» **ASSIGNED TASK**: I'd like the data below restated word for word, with the pictures left out.

» **EXTRACTED INFORMATION**:
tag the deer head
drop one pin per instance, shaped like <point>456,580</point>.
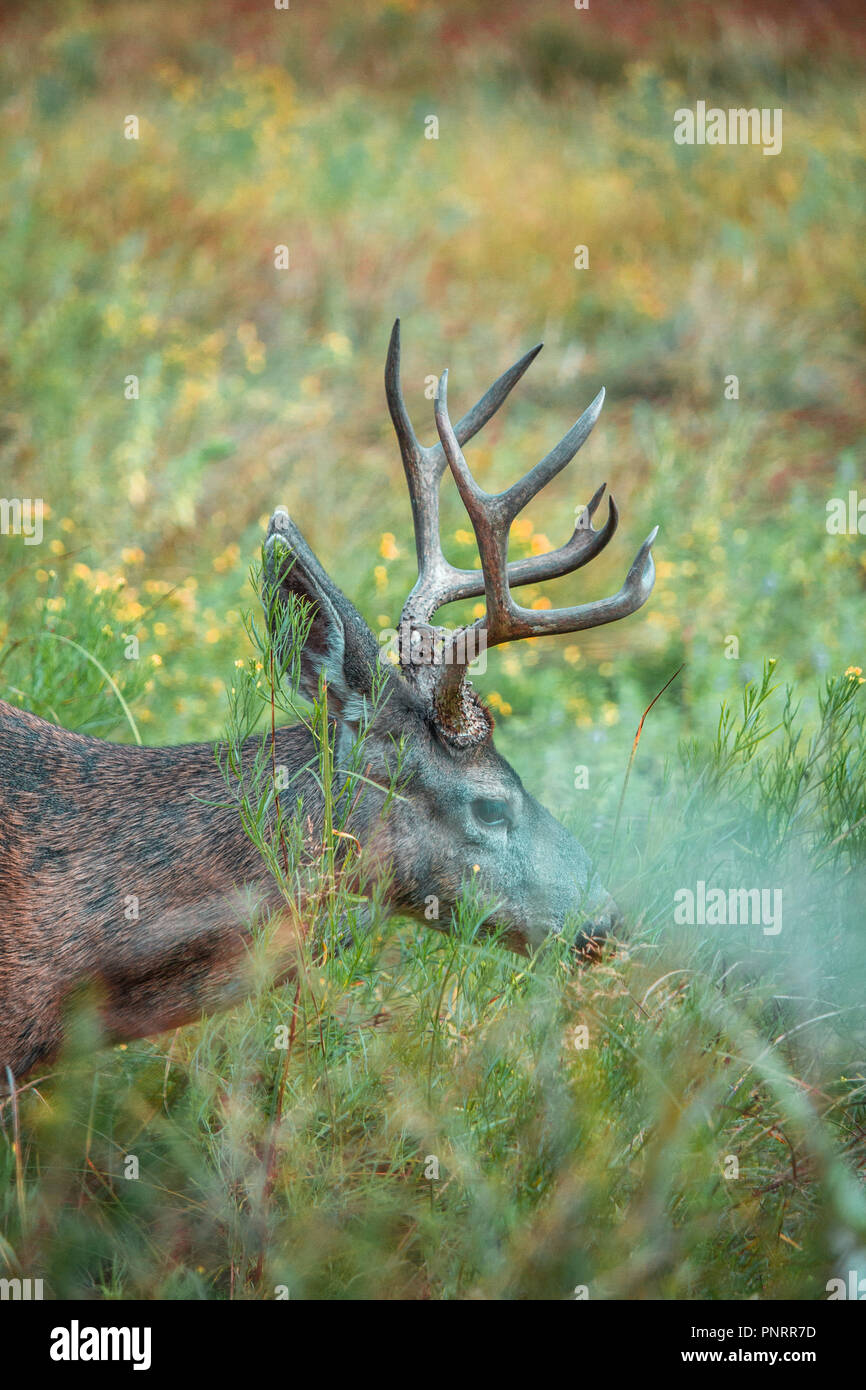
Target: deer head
<point>464,813</point>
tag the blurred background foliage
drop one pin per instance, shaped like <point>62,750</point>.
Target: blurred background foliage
<point>306,128</point>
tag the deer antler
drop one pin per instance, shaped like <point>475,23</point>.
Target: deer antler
<point>492,516</point>
<point>441,583</point>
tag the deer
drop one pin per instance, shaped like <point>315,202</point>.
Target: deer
<point>86,822</point>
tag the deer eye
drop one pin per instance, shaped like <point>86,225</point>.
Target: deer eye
<point>491,812</point>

» **SOLUTION TO THIS PROBLEM**:
tag the deer head
drop one pin per instance, shaped like <point>456,580</point>.
Target: deer head
<point>464,813</point>
tag the blurred background foliage
drop one pin per instance, shaped like <point>62,750</point>.
Target: blurred background foliage
<point>306,128</point>
tag the deer antler
drop one pin per instance, shaped like <point>475,23</point>.
Target: deer antler
<point>492,516</point>
<point>441,583</point>
tag the deer
drop one pin per instance, shaped like <point>315,202</point>.
Target: deer
<point>86,822</point>
tag the deer eye
drop one pin per instance, shaped like <point>86,225</point>.
Target: deer eye
<point>491,812</point>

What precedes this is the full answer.